■ **Directive**
Starting with the line that contains "Place a pin on every instance of the paved", set down each line through the end of the entries below, exactly and with nothing added.

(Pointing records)
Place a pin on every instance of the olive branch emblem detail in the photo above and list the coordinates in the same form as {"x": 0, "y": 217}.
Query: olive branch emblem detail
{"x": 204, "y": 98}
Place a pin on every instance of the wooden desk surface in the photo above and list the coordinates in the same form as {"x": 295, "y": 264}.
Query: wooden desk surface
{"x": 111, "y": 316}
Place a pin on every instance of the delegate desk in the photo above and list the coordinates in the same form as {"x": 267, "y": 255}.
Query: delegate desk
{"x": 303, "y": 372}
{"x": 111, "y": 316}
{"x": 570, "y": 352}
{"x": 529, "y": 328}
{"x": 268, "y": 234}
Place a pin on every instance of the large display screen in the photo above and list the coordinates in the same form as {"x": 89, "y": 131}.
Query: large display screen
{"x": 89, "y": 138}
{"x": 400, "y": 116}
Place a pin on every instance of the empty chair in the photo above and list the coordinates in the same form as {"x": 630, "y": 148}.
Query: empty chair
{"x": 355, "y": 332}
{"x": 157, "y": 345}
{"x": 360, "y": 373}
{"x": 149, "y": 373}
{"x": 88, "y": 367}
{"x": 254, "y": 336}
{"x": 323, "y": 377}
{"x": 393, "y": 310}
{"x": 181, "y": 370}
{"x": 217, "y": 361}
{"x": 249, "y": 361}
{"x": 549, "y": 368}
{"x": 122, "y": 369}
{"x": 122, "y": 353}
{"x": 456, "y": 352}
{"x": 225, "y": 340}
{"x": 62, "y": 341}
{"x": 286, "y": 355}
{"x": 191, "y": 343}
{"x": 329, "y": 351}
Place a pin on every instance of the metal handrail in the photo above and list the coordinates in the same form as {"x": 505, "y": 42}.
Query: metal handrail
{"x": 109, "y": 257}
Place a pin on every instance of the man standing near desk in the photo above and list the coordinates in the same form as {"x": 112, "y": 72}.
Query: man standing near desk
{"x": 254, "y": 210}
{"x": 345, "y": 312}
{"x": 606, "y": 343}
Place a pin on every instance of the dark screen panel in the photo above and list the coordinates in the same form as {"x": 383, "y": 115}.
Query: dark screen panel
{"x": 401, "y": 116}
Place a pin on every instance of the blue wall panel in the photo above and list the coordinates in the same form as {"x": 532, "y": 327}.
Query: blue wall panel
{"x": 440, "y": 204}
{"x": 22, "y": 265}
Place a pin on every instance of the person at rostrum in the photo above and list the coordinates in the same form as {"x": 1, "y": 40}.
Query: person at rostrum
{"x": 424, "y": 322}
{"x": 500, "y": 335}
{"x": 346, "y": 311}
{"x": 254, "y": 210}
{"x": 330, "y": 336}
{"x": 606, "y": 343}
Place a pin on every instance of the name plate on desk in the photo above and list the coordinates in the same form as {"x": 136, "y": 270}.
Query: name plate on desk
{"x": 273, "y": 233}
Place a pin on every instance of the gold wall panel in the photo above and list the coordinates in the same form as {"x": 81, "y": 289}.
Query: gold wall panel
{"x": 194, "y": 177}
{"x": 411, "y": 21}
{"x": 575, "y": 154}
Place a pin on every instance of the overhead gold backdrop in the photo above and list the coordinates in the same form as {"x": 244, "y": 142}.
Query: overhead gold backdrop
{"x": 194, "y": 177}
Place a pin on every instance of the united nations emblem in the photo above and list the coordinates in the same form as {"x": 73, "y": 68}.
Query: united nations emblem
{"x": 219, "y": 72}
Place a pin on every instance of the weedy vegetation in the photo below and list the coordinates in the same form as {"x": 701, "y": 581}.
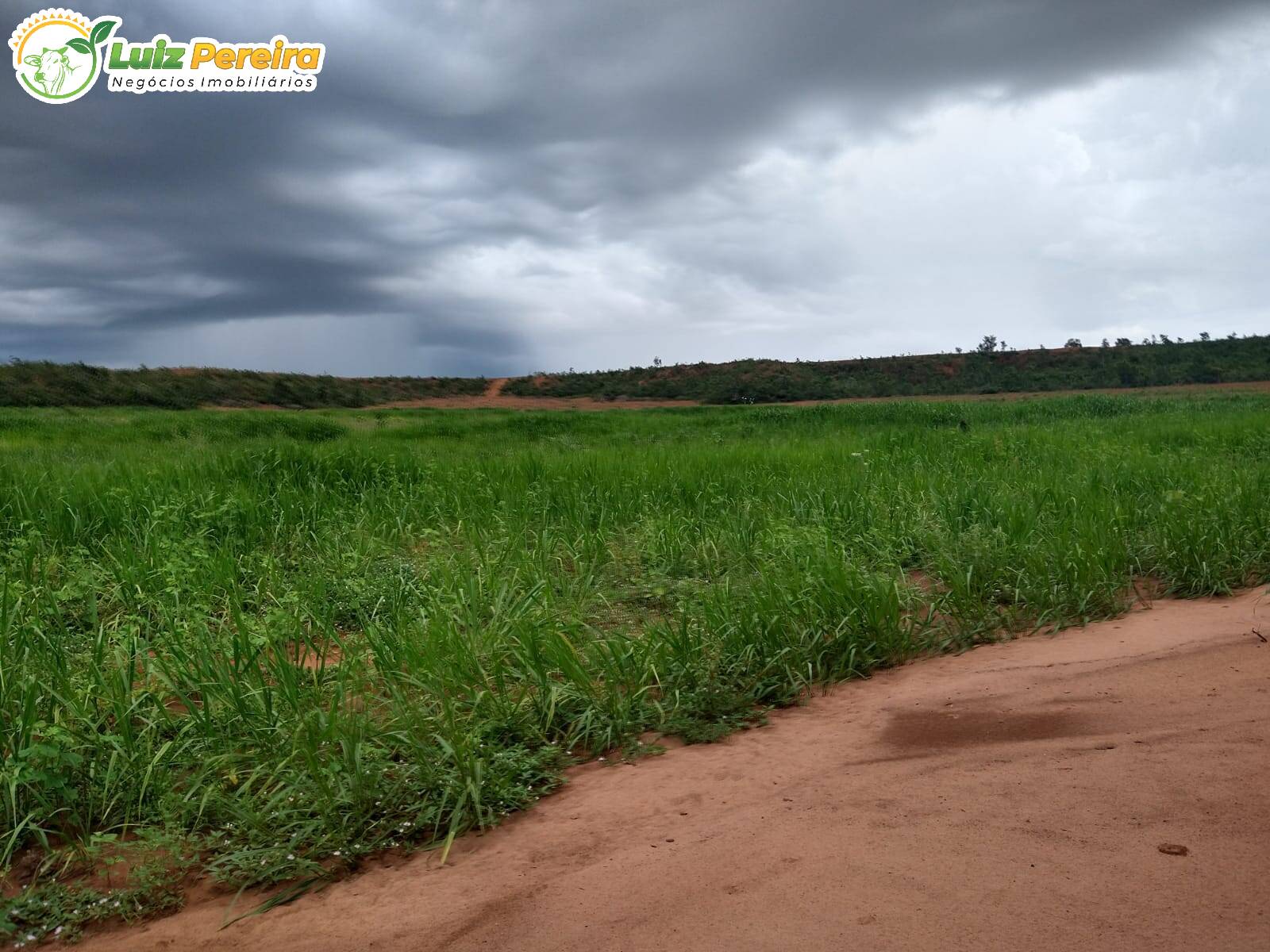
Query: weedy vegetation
{"x": 267, "y": 645}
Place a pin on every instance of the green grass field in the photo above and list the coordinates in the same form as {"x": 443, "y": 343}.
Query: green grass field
{"x": 268, "y": 645}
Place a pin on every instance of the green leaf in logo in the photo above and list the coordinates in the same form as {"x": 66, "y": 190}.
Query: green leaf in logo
{"x": 102, "y": 32}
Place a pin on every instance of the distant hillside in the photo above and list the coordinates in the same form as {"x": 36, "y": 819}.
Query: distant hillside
{"x": 987, "y": 370}
{"x": 42, "y": 384}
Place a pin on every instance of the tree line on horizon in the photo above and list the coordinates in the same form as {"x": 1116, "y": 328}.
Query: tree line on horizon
{"x": 46, "y": 384}
{"x": 988, "y": 367}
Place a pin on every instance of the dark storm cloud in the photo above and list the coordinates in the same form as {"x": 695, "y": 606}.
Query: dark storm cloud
{"x": 461, "y": 168}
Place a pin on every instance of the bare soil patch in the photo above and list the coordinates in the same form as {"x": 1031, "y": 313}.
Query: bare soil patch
{"x": 1103, "y": 787}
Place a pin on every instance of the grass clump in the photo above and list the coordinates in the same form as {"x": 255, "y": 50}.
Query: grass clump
{"x": 285, "y": 644}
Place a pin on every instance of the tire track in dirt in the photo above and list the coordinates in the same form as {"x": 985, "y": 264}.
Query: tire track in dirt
{"x": 1016, "y": 797}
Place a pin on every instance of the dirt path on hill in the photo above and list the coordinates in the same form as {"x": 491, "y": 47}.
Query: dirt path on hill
{"x": 495, "y": 397}
{"x": 1011, "y": 797}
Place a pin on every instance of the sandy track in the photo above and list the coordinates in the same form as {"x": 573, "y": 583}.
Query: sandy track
{"x": 495, "y": 397}
{"x": 1011, "y": 797}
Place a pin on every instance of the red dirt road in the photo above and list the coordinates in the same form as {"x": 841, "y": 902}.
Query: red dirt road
{"x": 1013, "y": 797}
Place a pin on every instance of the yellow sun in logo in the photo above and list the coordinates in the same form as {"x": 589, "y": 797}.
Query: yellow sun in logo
{"x": 55, "y": 54}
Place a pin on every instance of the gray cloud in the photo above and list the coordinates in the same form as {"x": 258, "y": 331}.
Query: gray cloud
{"x": 498, "y": 187}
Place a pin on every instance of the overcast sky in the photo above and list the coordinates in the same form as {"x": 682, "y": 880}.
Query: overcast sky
{"x": 541, "y": 184}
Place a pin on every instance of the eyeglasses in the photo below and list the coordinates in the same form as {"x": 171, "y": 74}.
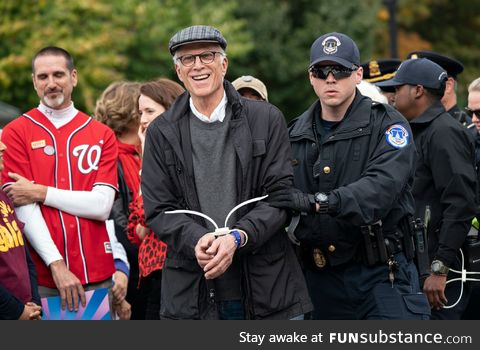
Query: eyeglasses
{"x": 339, "y": 72}
{"x": 206, "y": 57}
{"x": 471, "y": 112}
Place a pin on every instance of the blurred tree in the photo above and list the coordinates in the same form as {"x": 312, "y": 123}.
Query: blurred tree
{"x": 448, "y": 27}
{"x": 283, "y": 32}
{"x": 128, "y": 39}
{"x": 124, "y": 39}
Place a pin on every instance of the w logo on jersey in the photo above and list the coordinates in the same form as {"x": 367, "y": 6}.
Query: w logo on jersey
{"x": 89, "y": 155}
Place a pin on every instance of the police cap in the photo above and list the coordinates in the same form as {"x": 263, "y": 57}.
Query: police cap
{"x": 375, "y": 71}
{"x": 452, "y": 66}
{"x": 419, "y": 71}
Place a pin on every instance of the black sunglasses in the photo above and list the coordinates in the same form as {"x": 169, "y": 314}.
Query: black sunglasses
{"x": 471, "y": 112}
{"x": 339, "y": 72}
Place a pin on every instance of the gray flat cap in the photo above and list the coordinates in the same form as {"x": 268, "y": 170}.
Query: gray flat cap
{"x": 194, "y": 34}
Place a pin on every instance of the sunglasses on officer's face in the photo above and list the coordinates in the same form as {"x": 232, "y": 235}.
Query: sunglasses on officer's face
{"x": 339, "y": 72}
{"x": 471, "y": 112}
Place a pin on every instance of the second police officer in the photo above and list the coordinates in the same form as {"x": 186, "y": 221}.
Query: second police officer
{"x": 353, "y": 172}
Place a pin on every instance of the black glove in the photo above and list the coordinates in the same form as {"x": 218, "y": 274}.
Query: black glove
{"x": 292, "y": 198}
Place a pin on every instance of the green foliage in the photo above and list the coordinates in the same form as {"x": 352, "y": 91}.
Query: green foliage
{"x": 125, "y": 39}
{"x": 271, "y": 39}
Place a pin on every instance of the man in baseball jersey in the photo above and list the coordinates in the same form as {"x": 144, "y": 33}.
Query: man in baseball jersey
{"x": 60, "y": 171}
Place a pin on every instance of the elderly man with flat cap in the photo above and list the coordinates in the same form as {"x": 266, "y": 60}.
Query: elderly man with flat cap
{"x": 209, "y": 152}
{"x": 444, "y": 186}
{"x": 353, "y": 169}
{"x": 453, "y": 68}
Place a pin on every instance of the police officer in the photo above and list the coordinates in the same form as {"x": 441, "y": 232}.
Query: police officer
{"x": 444, "y": 185}
{"x": 353, "y": 168}
{"x": 453, "y": 69}
{"x": 376, "y": 71}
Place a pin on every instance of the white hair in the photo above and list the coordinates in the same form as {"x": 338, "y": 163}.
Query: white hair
{"x": 372, "y": 91}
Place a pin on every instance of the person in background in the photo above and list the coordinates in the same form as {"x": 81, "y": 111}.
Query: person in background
{"x": 472, "y": 311}
{"x": 372, "y": 91}
{"x": 353, "y": 170}
{"x": 444, "y": 187}
{"x": 453, "y": 68}
{"x": 251, "y": 87}
{"x": 376, "y": 71}
{"x": 19, "y": 298}
{"x": 211, "y": 151}
{"x": 155, "y": 98}
{"x": 117, "y": 109}
{"x": 60, "y": 172}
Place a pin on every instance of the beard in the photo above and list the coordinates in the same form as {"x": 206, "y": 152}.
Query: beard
{"x": 54, "y": 102}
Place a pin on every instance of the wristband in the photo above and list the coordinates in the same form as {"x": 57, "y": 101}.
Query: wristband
{"x": 238, "y": 238}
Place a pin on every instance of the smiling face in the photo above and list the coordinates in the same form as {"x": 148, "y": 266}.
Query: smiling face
{"x": 204, "y": 81}
{"x": 53, "y": 81}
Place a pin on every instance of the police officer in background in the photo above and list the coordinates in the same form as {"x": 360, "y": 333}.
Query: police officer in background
{"x": 453, "y": 68}
{"x": 444, "y": 185}
{"x": 353, "y": 169}
{"x": 376, "y": 71}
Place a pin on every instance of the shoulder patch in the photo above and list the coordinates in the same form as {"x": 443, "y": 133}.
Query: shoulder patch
{"x": 397, "y": 136}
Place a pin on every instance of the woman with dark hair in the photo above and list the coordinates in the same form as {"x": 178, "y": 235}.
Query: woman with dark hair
{"x": 117, "y": 108}
{"x": 155, "y": 98}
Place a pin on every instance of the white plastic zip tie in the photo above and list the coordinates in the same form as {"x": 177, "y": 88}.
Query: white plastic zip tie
{"x": 463, "y": 280}
{"x": 222, "y": 230}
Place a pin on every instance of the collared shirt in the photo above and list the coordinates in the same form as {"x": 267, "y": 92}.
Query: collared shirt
{"x": 58, "y": 117}
{"x": 218, "y": 113}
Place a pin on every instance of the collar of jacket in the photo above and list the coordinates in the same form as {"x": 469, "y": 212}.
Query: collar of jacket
{"x": 430, "y": 114}
{"x": 358, "y": 116}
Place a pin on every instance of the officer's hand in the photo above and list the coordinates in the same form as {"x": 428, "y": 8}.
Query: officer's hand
{"x": 222, "y": 249}
{"x": 434, "y": 288}
{"x": 203, "y": 244}
{"x": 69, "y": 286}
{"x": 292, "y": 198}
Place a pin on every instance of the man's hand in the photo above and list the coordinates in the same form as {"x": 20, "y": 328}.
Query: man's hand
{"x": 203, "y": 258}
{"x": 222, "y": 249}
{"x": 31, "y": 311}
{"x": 119, "y": 289}
{"x": 123, "y": 310}
{"x": 434, "y": 288}
{"x": 24, "y": 192}
{"x": 68, "y": 285}
{"x": 292, "y": 198}
{"x": 142, "y": 231}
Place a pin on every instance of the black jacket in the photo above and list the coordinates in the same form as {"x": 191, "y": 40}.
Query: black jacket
{"x": 357, "y": 163}
{"x": 272, "y": 282}
{"x": 444, "y": 180}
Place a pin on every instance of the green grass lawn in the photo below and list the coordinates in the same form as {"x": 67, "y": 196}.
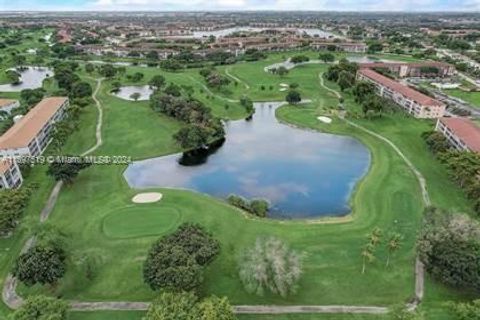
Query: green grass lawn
{"x": 105, "y": 226}
{"x": 472, "y": 98}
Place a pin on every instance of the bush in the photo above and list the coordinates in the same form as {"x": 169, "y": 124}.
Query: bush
{"x": 258, "y": 207}
{"x": 270, "y": 266}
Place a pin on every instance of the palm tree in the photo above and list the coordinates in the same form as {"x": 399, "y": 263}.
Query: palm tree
{"x": 367, "y": 255}
{"x": 393, "y": 245}
{"x": 375, "y": 236}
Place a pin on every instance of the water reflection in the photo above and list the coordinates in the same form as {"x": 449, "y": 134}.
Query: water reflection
{"x": 302, "y": 173}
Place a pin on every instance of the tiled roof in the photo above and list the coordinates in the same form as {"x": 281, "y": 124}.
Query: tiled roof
{"x": 22, "y": 132}
{"x": 408, "y": 92}
{"x": 466, "y": 130}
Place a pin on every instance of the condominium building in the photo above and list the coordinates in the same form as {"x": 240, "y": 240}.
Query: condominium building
{"x": 461, "y": 133}
{"x": 10, "y": 176}
{"x": 7, "y": 105}
{"x": 413, "y": 102}
{"x": 31, "y": 134}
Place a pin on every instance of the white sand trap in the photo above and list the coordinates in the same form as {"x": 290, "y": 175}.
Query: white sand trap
{"x": 147, "y": 197}
{"x": 325, "y": 119}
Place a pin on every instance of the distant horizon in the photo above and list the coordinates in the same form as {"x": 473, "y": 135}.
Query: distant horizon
{"x": 342, "y": 6}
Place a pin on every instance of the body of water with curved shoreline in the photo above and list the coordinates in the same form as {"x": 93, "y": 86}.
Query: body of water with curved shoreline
{"x": 303, "y": 173}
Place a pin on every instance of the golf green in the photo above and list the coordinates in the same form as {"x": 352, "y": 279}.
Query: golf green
{"x": 137, "y": 221}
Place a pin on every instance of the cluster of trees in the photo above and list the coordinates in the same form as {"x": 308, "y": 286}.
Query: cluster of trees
{"x": 13, "y": 76}
{"x": 299, "y": 59}
{"x": 449, "y": 246}
{"x": 214, "y": 79}
{"x": 187, "y": 306}
{"x": 342, "y": 73}
{"x": 201, "y": 127}
{"x": 45, "y": 261}
{"x": 374, "y": 239}
{"x": 12, "y": 206}
{"x": 270, "y": 266}
{"x": 41, "y": 308}
{"x": 176, "y": 261}
{"x": 258, "y": 207}
{"x": 463, "y": 167}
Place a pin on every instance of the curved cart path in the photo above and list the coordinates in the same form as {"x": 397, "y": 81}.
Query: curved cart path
{"x": 9, "y": 293}
{"x": 14, "y": 301}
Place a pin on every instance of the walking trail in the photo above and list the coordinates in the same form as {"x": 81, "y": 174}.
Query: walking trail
{"x": 9, "y": 294}
{"x": 12, "y": 300}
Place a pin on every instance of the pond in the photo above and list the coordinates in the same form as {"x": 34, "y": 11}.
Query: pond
{"x": 127, "y": 91}
{"x": 304, "y": 174}
{"x": 31, "y": 78}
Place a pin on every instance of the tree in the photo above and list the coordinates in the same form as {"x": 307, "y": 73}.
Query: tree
{"x": 135, "y": 96}
{"x": 13, "y": 76}
{"x": 40, "y": 264}
{"x": 157, "y": 81}
{"x": 192, "y": 136}
{"x": 449, "y": 246}
{"x": 293, "y": 97}
{"x": 89, "y": 68}
{"x": 326, "y": 57}
{"x": 281, "y": 71}
{"x": 41, "y": 308}
{"x": 394, "y": 243}
{"x": 66, "y": 171}
{"x": 367, "y": 255}
{"x": 270, "y": 265}
{"x": 175, "y": 262}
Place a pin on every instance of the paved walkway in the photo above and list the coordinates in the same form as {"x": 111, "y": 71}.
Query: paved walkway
{"x": 9, "y": 292}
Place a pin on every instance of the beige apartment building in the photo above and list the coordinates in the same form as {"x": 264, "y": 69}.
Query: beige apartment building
{"x": 29, "y": 136}
{"x": 461, "y": 133}
{"x": 413, "y": 102}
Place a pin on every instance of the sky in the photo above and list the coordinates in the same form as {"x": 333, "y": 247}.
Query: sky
{"x": 201, "y": 5}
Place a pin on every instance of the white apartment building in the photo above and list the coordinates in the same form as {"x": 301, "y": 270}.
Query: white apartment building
{"x": 7, "y": 105}
{"x": 10, "y": 176}
{"x": 413, "y": 102}
{"x": 461, "y": 133}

■ **Exercise solution**
Place a pin on every instance of the paved walkway in the photo above and list the coordinates in the same form as {"x": 111, "y": 71}.
Query: paved walkway
{"x": 9, "y": 292}
Place a pin on every instance of the beige apartment building in the photo above and list the coordinates in the same form as {"x": 264, "y": 69}.
Query: beige apartment building
{"x": 29, "y": 136}
{"x": 461, "y": 133}
{"x": 413, "y": 102}
Place a pin on every instance of the sky in the photo above and list the coordinates in the same form as {"x": 333, "y": 247}.
Query: sky
{"x": 201, "y": 5}
Place a pin on every instance of the white apartment building in the photo above and list the coordinates in the same form as {"x": 301, "y": 270}.
Query: white apartment building
{"x": 7, "y": 105}
{"x": 10, "y": 176}
{"x": 413, "y": 102}
{"x": 461, "y": 133}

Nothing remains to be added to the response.